EXTRACTED INFORMATION:
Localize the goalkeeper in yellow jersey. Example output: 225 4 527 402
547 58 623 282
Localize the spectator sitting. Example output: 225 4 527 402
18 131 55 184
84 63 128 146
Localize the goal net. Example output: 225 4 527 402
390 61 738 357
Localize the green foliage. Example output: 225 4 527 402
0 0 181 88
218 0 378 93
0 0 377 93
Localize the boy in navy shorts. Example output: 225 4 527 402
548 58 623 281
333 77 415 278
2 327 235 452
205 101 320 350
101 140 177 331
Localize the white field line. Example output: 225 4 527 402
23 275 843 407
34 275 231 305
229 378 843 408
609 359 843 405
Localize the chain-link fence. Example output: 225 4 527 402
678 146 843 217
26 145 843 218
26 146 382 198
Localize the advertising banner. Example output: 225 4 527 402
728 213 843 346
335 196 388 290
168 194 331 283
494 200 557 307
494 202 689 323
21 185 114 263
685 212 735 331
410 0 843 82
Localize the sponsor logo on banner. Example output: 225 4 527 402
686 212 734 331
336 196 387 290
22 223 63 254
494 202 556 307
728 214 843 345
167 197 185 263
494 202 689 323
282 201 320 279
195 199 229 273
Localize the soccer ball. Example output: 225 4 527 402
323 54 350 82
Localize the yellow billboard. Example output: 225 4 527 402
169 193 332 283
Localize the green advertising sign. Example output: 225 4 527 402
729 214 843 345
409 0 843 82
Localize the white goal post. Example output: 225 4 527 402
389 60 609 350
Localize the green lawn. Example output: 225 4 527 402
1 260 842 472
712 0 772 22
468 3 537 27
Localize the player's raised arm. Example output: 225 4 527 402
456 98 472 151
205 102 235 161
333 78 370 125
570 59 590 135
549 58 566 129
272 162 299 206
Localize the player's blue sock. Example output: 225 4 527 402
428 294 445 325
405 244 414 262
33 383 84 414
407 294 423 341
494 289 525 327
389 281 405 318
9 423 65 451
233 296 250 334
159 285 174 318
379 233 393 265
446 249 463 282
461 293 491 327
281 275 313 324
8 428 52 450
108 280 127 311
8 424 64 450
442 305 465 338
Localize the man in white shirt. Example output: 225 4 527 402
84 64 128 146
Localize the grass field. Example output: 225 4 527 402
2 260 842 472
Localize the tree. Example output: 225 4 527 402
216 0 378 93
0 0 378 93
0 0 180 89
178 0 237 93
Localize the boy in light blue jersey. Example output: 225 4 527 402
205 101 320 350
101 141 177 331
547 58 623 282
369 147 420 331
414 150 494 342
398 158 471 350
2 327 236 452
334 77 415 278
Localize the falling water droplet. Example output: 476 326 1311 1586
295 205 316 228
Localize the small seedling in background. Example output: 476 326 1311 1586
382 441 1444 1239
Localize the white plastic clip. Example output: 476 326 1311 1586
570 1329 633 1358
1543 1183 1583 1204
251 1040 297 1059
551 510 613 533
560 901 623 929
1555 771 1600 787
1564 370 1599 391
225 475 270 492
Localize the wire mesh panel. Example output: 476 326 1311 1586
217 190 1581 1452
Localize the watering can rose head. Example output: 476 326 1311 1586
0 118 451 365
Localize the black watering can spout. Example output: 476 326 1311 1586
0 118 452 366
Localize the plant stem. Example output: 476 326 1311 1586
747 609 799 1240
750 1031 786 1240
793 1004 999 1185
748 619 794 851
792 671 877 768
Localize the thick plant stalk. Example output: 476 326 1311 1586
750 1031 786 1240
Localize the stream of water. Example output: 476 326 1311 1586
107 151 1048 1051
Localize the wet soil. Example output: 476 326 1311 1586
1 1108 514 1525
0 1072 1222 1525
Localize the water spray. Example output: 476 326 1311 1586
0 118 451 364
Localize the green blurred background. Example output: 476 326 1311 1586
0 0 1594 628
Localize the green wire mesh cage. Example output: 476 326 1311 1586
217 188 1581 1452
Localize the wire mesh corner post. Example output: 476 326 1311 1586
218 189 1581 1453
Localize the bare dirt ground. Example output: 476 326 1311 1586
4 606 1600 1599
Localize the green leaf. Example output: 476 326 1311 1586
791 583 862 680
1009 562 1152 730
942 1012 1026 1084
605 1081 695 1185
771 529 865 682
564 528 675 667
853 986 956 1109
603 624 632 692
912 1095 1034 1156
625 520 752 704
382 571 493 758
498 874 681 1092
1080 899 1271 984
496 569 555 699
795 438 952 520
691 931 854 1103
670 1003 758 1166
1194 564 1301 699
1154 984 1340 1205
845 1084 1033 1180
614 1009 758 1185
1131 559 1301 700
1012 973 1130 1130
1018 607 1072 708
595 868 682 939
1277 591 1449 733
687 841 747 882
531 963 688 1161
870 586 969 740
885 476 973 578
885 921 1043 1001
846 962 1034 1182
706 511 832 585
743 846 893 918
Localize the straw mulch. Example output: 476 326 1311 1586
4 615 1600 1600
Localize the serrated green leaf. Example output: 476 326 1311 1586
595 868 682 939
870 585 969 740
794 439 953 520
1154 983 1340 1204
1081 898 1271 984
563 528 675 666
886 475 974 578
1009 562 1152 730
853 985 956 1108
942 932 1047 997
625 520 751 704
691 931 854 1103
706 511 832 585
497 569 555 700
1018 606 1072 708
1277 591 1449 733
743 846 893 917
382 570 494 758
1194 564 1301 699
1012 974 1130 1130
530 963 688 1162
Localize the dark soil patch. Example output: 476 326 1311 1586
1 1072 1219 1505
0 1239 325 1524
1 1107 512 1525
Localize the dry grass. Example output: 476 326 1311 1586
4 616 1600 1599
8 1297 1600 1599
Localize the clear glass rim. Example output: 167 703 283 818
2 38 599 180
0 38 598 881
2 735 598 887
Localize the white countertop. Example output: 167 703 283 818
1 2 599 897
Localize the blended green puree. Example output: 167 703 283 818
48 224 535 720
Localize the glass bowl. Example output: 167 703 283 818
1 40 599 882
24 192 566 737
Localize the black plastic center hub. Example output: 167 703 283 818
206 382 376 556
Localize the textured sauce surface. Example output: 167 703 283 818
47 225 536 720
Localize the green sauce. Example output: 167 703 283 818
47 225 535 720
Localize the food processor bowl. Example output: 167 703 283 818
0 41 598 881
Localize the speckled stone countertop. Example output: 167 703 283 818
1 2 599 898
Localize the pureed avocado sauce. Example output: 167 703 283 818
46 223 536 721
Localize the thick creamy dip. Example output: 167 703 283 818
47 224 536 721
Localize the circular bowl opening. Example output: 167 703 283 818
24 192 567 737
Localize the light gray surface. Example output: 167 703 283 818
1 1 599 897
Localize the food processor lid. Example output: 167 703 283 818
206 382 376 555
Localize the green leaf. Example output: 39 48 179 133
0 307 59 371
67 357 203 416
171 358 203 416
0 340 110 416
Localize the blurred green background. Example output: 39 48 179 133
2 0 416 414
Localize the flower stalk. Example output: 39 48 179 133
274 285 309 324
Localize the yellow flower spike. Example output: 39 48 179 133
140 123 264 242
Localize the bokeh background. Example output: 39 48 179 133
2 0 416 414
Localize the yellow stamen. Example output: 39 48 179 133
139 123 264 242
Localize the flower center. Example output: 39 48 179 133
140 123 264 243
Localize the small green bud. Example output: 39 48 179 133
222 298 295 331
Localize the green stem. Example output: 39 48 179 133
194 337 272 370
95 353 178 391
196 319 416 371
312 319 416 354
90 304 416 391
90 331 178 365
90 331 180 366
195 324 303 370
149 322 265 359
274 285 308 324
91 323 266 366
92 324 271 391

TASK DIRECTIONS: Line by line, reproduce the material exactly.

FINISHED EXERCISE:
Localize the goalkeeper in yellow jersey. Example output: 225 4 527 402
547 58 623 282
Localize the spectator sitting. Example output: 225 4 527 402
18 131 55 184
84 63 128 146
Localize the goal net. Example output: 225 4 527 402
390 61 738 357
Localize the green foliage. Example output: 225 4 527 402
0 0 181 88
218 0 378 93
0 0 377 93
Localize the boy in navy shorts. Example output: 225 4 527 402
548 58 623 281
333 77 415 278
2 327 235 452
205 101 320 350
101 140 177 331
Localize the white field line. Example output: 225 4 527 402
23 275 843 407
34 275 231 305
229 378 843 408
609 359 843 405
Localize the chain-link fence. Example output: 225 4 527 402
678 146 843 217
26 145 843 218
26 146 382 198
Localize the advertising banner. Example output: 225 4 527 402
728 213 843 346
335 196 388 290
168 194 331 283
494 200 557 307
494 202 689 323
21 185 114 263
685 212 735 331
410 0 843 82
Localize the sponsor logo on banner. Example output: 225 4 527 402
686 212 734 331
336 196 387 290
22 223 63 254
494 202 556 307
728 214 843 345
167 197 185 263
494 202 689 323
282 201 320 279
195 199 229 273
Localize the soccer ball. Example output: 225 4 527 402
323 54 350 82
Localize the yellow billboard. Example output: 225 4 527 402
169 193 332 283
Localize the green advertising sign. Example output: 225 4 527 402
729 214 843 345
409 0 843 82
Localize the white goal post. Example output: 225 4 527 402
389 60 609 350
Localize the green lawn. Example output: 225 4 527 402
1 260 842 472
712 0 772 22
468 3 537 27
Localize the player's raised arm. Example output: 225 4 527 402
456 98 472 151
205 102 235 161
333 78 370 125
570 59 590 135
549 58 566 129
272 162 299 206
Localize the player's blue sock. Example output: 225 4 527 402
428 294 445 325
405 244 414 262
33 383 84 414
407 294 423 341
494 289 525 327
389 281 405 318
9 423 65 451
233 296 250 334
159 285 174 318
379 233 393 265
446 249 463 282
461 293 491 327
281 275 313 324
8 428 52 450
108 280 127 311
8 424 64 450
442 305 465 338
Localize the man in white shirt. Example output: 225 4 527 402
84 64 128 146
Localize the grass field. Example output: 225 4 527 402
2 260 842 472
Localize the tree. Example output: 225 4 527 402
216 0 378 93
0 0 378 93
0 0 180 89
178 0 237 93
Localize the boy in light blue jersey. Example output: 225 4 527 402
205 101 320 350
101 141 177 331
547 58 623 282
369 147 420 331
414 150 494 342
398 158 471 350
2 327 236 452
334 77 415 278
Localize the falling water droplet. Example output: 476 326 1311 1586
295 205 316 228
Localize the small seedling in background. Example output: 476 326 1311 1586
382 441 1444 1239
Localize the white plastic clip. Example output: 476 326 1311 1586
570 1329 633 1358
1543 1183 1583 1204
251 1040 297 1059
551 510 613 533
560 901 623 929
1555 771 1600 787
1564 370 1599 391
225 475 270 492
Localize the wire mesh panel. Example output: 476 326 1311 1586
217 190 1581 1452
Localize the watering can rose head. Example output: 476 326 1311 1586
0 118 451 365
Localize the black watering can spout. Example output: 476 326 1311 1586
0 118 452 366
Localize the plant stem. Example output: 476 326 1311 1586
747 609 799 1240
750 1031 786 1240
793 1004 999 1185
748 619 794 851
792 671 877 768
Localize the thick plant stalk. Example output: 476 326 1311 1586
750 1031 786 1240
Localize the stream of water. Example output: 476 326 1311 1586
107 151 1048 1051
Localize the wet soil. Example output: 476 326 1311 1586
1 1108 514 1525
0 1072 1222 1525
Localize the water spray. Example output: 476 326 1311 1586
0 118 451 364
Localize the green blurred background. Example output: 476 326 1311 1586
0 0 1594 628
Localize the green wire mesh cage. Example output: 476 326 1311 1586
217 188 1581 1452
Localize the wire mesh corner post. Example output: 476 326 1311 1586
218 189 1581 1453
Localize the bare dirt ground. Example output: 476 326 1311 1586
4 606 1600 1599
Localize the green leaf. Example output: 476 326 1311 1586
791 583 862 680
1009 562 1152 730
942 1012 1026 1084
605 1081 695 1185
771 529 865 682
564 528 675 667
853 986 956 1109
603 624 632 692
912 1095 1034 1156
625 520 752 704
382 571 493 758
498 874 681 1092
1080 899 1271 984
496 569 555 699
795 438 952 520
691 931 854 1103
670 1003 758 1166
1194 564 1301 699
1154 984 1340 1205
845 1084 1033 1180
614 1009 758 1185
1131 559 1301 700
1012 973 1130 1130
1018 607 1072 708
595 868 682 939
1277 591 1449 733
687 841 747 882
531 963 688 1161
870 586 969 740
885 476 973 578
885 921 1043 1001
846 962 1034 1182
706 511 832 585
743 846 893 918
Localize the straw mulch. Example output: 476 326 1311 1586
4 615 1600 1600
Localize the serrated green leaf. Example output: 476 326 1311 1586
595 868 682 939
870 585 969 740
794 439 953 520
1154 983 1340 1204
1081 898 1271 984
563 528 675 666
886 475 974 578
1009 562 1152 730
853 985 956 1108
942 932 1047 997
625 520 751 704
691 931 854 1103
706 511 832 585
497 569 555 700
1018 606 1072 708
1277 591 1449 733
743 846 893 917
382 570 494 758
1194 564 1301 699
1012 974 1130 1130
530 963 688 1162
Localize the dark soil patch. Example output: 476 326 1311 1586
1 1072 1219 1505
0 1239 325 1524
1 1107 512 1525
Localize the dry grass. Example output: 476 326 1311 1586
4 616 1600 1599
8 1297 1600 1599
Localize the clear glass rim. Example output: 167 703 283 818
2 38 599 180
0 38 598 881
2 735 598 887
Localize the white countertop. Example output: 167 703 283 818
1 2 599 897
Localize the blended green puree. Example output: 167 703 283 818
48 224 535 720
Localize the glass bowl. Example output: 167 703 283 818
1 40 599 882
24 192 566 737
Localize the black plastic center hub. Example output: 167 703 283 818
206 382 376 556
Localize the textured sauce surface. Example output: 167 703 283 818
47 225 536 720
Localize the green sauce. Example output: 167 703 283 818
47 225 535 720
Localize the food processor bowl. Example output: 167 703 283 818
0 41 598 881
Localize the speckled stone countertop. Example output: 167 703 283 818
1 2 599 898
Localize the pureed avocado sauce. Example output: 167 703 283 818
46 223 536 721
Localize the thick creamy dip. Example output: 167 703 283 818
47 224 536 721
Localize the circular bowl opening. Example output: 167 703 283 818
24 192 567 737
Localize the light gray surface. Example output: 167 703 283 818
1 1 599 897
Localize the food processor lid. Example output: 167 703 283 818
206 382 376 555
Localize the green leaf. Example output: 39 48 179 133
0 307 59 371
67 357 203 416
171 358 203 416
0 340 110 416
Localize the blurred green background. Example output: 39 48 179 133
2 0 416 414
Localize the flower stalk. Example output: 39 48 179 133
274 285 309 324
Localize the yellow flower spike. Example output: 39 48 179 133
140 123 264 242
Localize the bokeh background. Example output: 39 48 179 133
2 0 416 414
Localize the yellow stamen. Example output: 39 48 179 133
139 123 264 242
Localize the flower center. Example output: 39 48 179 133
140 123 264 243
Localize the small green bud. Example output: 39 48 179 133
222 298 295 331
Localize the green stem. Example output: 39 48 179 133
194 337 272 370
95 353 178 391
196 319 416 371
312 319 416 354
90 304 416 391
90 331 178 365
90 331 180 366
195 324 303 370
149 322 265 359
274 285 308 324
91 323 266 366
92 324 271 391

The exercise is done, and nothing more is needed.